BEGIN Passage shown
They were never very amused when I told them it didn't speed wobble until 123mph was on the clock. Why it should chose that exact velocity to let loose I didn't know. All I knew was that it was crazy enough to throw me right off the bike if I didn't loosen my grip on the bars and let the wobbles die down of their own accord.

I'd spent a small fortune on tyres, suspension and frame bracing with absolutely no effect. I did know that most Z900s were similarly affected, although the speed at which they went wild differed slightly from mine. Something fundamentally wrong with the frame design or geometry, I guessed.

I had the choice of trying to ride through the wobbles or pulling over. The former was not impossible; I'd come out the other side to an uncanny stability at 130mph and even got 140mph on the clock. I had no idea of the top speed of the Rover but guessed that its superior aerodynamics would allow better high speed acceleration. I also knew that the next turn off was over 20 miles away. I decided to pull over.

After some sarcastic remarks about my apparent youth, along the lines of asking if I was old enough to hold a motorcycle licence, they got stuck into the Z900. The only things wrong with it were that the main beam had blown and the horn didn't work. Given the fact that it was nearly 20 years and 78000 miles old, these minor defects were hardly worth considering. Fortunately, the plod never checked them, more concerned with seeing if they could pull off the wheels and swinging arm. They couldn't, so I got off with a warning rather than a booking. What I really needed was a turbo-charger to make escape from such people easier.

I doubted if the Z900 motor would take such excesses. It had begun to show signs of frailty - a bit of smoke out of the exhaust on the overrun, an unhealthy rattle from the top end and some harsh midrange vibes. I'd done nearly 10,000 miles on the Z so had become tuned into its emanations. I knew when the valves needed setting from a loss of off the line acceleration and a bit clutch rattle at 1500rpm always indicated that the carbs were due for a tune-up. Having been thrown off a CB900 at 70mph when the engine seized I had soon learnt the importance of taking an interest in the feel and sound of a motor.

I shouldn't really have been doing 90mph, but it was such a pleasant English summer day and the motorway was relatively empty that it was too much to resist. The weaves I'd grown used to, they were never, at that kind of speed, too worrying or likely to turn really vicious. I was happy enough, though, to carry on at a mere 75mph, which was smooth, stable and easier on the ear-drums (thanks to a marginally legal 4-1).
END Passage shown
BEGIN Record set
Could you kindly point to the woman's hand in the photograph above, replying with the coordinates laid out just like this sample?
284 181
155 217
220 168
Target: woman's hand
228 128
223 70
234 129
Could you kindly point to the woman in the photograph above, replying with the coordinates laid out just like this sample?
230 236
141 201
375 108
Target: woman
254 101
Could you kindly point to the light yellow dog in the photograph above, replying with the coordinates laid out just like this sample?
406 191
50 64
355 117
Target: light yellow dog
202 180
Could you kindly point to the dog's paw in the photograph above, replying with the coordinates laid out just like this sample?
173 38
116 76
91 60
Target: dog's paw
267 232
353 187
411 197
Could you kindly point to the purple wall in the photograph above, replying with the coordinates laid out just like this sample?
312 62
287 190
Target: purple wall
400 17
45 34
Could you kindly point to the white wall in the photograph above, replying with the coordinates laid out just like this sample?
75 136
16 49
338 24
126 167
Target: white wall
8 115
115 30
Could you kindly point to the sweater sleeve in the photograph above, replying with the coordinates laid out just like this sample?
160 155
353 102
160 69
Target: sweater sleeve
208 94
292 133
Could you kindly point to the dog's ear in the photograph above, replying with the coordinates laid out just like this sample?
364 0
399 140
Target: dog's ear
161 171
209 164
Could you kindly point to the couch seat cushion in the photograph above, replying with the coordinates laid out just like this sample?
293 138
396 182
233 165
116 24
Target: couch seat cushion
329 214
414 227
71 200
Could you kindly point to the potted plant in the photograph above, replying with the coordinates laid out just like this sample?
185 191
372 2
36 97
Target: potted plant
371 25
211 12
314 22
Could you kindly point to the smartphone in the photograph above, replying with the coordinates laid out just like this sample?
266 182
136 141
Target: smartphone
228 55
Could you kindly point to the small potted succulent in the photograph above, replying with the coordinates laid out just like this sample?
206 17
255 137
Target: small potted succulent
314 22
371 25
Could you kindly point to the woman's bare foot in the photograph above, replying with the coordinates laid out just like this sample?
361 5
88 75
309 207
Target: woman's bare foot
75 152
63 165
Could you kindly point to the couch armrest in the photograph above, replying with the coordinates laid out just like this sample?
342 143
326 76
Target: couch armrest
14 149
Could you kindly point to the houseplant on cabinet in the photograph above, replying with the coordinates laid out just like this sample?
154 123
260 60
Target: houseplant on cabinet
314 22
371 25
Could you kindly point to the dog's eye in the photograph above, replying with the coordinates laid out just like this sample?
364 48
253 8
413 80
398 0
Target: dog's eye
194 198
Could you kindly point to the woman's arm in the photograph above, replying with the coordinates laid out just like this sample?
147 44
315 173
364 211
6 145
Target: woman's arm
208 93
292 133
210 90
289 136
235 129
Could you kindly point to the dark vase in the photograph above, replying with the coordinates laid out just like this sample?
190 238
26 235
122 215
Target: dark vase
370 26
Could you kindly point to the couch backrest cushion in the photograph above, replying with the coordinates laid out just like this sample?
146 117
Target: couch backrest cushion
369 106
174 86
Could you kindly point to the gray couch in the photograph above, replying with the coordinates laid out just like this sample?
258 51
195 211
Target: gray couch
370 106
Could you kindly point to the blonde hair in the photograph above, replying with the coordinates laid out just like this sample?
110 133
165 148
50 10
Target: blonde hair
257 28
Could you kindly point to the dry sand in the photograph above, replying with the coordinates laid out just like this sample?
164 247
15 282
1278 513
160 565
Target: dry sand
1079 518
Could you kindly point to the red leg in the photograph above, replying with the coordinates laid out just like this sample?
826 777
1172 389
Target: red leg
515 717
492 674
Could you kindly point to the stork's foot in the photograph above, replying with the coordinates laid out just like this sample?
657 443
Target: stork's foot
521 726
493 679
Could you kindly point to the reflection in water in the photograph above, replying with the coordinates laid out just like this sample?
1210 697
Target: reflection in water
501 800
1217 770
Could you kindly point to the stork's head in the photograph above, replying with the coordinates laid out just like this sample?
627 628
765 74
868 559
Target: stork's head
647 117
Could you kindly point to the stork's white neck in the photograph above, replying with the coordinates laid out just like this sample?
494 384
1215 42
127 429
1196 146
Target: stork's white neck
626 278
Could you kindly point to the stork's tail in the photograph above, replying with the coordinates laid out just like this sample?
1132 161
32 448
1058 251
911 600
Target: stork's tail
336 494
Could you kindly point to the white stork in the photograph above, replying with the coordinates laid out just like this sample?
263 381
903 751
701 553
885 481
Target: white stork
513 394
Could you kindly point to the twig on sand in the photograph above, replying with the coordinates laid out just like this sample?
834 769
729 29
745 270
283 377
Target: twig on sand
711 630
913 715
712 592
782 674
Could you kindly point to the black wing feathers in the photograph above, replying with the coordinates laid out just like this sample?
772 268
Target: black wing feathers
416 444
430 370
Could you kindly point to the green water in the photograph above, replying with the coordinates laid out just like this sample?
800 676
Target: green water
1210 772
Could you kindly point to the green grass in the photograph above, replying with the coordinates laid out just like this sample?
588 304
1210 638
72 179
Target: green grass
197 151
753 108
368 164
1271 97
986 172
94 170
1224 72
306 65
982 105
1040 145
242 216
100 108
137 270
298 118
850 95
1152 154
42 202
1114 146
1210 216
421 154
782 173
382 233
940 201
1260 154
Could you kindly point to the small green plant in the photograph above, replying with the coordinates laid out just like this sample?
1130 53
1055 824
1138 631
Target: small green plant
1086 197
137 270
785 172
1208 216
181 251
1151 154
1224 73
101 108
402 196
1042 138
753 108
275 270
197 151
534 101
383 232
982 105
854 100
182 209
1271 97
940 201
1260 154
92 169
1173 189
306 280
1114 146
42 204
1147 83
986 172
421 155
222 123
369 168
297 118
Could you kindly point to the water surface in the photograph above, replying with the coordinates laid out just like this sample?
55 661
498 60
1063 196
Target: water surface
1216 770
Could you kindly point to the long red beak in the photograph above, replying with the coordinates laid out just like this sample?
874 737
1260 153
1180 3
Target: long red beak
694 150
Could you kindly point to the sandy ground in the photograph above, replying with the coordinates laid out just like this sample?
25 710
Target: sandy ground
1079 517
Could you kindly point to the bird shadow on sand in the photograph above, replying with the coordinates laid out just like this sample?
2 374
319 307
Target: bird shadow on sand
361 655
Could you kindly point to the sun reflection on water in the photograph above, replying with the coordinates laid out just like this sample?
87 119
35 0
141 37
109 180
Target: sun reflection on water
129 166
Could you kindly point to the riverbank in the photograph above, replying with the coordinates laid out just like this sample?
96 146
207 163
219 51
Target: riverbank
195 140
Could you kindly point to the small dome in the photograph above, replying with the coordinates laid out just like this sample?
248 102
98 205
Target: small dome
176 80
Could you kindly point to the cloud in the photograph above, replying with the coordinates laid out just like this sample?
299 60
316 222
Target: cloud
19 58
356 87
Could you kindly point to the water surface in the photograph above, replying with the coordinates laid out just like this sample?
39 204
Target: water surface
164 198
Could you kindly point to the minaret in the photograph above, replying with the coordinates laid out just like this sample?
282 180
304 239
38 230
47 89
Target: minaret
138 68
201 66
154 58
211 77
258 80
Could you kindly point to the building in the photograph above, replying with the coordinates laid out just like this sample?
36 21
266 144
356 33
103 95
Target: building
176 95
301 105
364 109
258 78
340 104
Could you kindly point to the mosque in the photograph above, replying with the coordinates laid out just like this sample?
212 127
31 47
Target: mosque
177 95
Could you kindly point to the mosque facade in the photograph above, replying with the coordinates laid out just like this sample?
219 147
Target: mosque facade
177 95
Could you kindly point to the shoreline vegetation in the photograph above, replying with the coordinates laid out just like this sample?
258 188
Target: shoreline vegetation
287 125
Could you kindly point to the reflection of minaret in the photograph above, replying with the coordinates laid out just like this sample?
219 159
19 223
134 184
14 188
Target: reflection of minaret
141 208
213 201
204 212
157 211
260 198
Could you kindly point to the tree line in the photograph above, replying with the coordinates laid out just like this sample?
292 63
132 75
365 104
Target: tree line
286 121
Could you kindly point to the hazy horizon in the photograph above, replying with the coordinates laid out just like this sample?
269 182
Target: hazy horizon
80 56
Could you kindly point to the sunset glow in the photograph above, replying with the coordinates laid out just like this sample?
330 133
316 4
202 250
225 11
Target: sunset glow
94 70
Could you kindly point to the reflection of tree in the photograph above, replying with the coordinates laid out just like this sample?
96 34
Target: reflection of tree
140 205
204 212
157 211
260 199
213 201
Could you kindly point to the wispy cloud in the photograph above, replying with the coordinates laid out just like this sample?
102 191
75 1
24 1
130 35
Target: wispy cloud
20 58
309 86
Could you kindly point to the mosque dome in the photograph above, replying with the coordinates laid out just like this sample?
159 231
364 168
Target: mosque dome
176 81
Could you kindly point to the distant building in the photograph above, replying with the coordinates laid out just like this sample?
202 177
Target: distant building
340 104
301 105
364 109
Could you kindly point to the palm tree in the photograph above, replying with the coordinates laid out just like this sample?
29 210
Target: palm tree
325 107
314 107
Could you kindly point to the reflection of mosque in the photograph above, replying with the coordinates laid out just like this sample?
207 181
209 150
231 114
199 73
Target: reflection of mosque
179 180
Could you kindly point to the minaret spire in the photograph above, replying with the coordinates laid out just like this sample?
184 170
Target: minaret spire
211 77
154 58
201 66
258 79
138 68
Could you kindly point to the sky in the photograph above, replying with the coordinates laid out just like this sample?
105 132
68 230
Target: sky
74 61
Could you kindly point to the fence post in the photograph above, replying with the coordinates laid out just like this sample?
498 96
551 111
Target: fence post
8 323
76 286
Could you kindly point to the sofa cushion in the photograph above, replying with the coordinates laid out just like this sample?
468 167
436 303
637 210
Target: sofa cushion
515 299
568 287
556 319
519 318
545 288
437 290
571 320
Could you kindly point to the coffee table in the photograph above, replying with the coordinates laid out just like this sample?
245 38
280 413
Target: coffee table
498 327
END Record set
(What is expected)
Transcribe from the Z900 passage the part that opens with the words containing "After some sarcastic" and closes with "such people easier.".

(The reply)
After some sarcastic remarks about my apparent youth, along the lines of asking if I was old enough to hold a motorcycle licence, they got stuck into the Z900. The only things wrong with it were that the main beam had blown and the horn didn't work. Given the fact that it was nearly 20 years and 78000 miles old, these minor defects were hardly worth considering. Fortunately, the plod never checked them, more concerned with seeing if they could pull off the wheels and swinging arm. They couldn't, so I got off with a warning rather than a booking. What I really needed was a turbo-charger to make escape from such people easier.